SUPPLIED TEXT:
━━━━━━━━━━

Tag Archives: Churches of Effingham County GA

Goshen United Methodist Church & Cemetery, Circa 1751 & 1820s, Rincon

Due to the growth of the Salzburger settlement at Ebenezer by the 1740s, a need arose for new churches to serve a dispersed population. Goshen Church was built about 1751, established about a mile from the present location as Goshen Lutheran Church.  Oral tradition states that when a malaria outbreak threatened the health and lives of Goshen’s congregants, they sawed the church in half and moved it to this site, where they rebuilt it. Goshen remained part of the Ebenezer Parish until after the American Revolution. Goshen had always been served by Lutheran pastors who preached in German, and because of the language barrier, Pastor Bergman invited Bishop Asbury to send Methodist preachers to reach the congregation. Moravian missionaries used the church as a meetinghouse after the Lutherans moved on.

In 1820, Reverend James O. Andrew established the Methodist congregation at Goshen and the Lutherans transferred the property a few years later. The Reverend Lewis Myers began his pastorate circa 1823 and served the church for many years.

Goshen was a town long before Rincon existed and was the site of the first post office in Effingham County. Local lore maintains the George Washington once visited the church trading post.

Goshen Cemetery

The earliest identified burials in Goshen Cemetery date to around the time the Methodists assumed ownership of the church and it is the final resting place of many Effingham County pioneers. The following monuments and headstones are presented randomly and I photographed them as much for their aesthetic appeal as their historical importance.

━━━━━━━━━━

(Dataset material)
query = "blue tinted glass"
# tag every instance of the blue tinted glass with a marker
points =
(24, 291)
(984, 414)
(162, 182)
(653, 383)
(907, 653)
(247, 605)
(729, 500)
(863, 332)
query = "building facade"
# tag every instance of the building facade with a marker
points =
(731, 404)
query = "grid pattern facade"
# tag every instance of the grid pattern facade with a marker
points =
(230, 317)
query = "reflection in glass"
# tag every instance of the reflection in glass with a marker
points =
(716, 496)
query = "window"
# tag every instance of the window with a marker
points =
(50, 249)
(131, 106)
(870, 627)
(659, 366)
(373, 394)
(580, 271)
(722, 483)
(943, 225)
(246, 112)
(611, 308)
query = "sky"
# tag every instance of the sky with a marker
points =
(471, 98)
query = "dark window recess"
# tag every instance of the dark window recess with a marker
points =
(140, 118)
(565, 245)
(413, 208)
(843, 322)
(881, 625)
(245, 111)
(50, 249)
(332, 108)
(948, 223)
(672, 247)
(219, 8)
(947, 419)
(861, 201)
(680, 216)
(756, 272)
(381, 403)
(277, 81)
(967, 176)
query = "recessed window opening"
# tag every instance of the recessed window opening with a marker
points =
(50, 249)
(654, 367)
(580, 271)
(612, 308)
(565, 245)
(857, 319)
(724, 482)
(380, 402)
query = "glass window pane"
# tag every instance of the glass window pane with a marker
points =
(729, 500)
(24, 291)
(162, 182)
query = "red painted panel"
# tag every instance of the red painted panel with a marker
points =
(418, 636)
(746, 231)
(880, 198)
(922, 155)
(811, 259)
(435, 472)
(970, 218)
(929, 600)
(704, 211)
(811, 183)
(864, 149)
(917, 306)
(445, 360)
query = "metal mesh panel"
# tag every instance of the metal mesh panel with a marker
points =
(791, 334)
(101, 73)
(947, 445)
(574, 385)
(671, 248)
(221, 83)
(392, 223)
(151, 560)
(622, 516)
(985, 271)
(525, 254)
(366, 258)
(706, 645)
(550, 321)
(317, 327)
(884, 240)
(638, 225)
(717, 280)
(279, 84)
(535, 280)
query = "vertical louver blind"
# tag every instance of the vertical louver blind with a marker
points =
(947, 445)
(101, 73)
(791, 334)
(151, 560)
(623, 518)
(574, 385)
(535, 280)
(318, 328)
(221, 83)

━━━━━━━━━━

SET PROBLEM 1: In the Goshen church text, who established the Methodist congregation at Goshen in 1820?
SET PROBLEM 2: Rewrite everything from "Goshen was a" down to "their historical importance." in the Goshen church text, putting "early settlers" in place of "pioneers".

RESPONSE 1: Reverend James O. Andrew

RESPONSE 2:
Goshen was a town long before Rincon existed and was the site of the first post office in Effingham County. Local lore maintains the George Washington once visited the church trading post.

Goshen Cemetery

The earliest identified burials in Goshen Cemetery date to around the time the Methodists assumed ownership of the church and it is the final resting place of many Effingham County early settlers. The following monuments and headstones are presented randomly and I photographed them as much for their aesthetic appeal as their historical importance.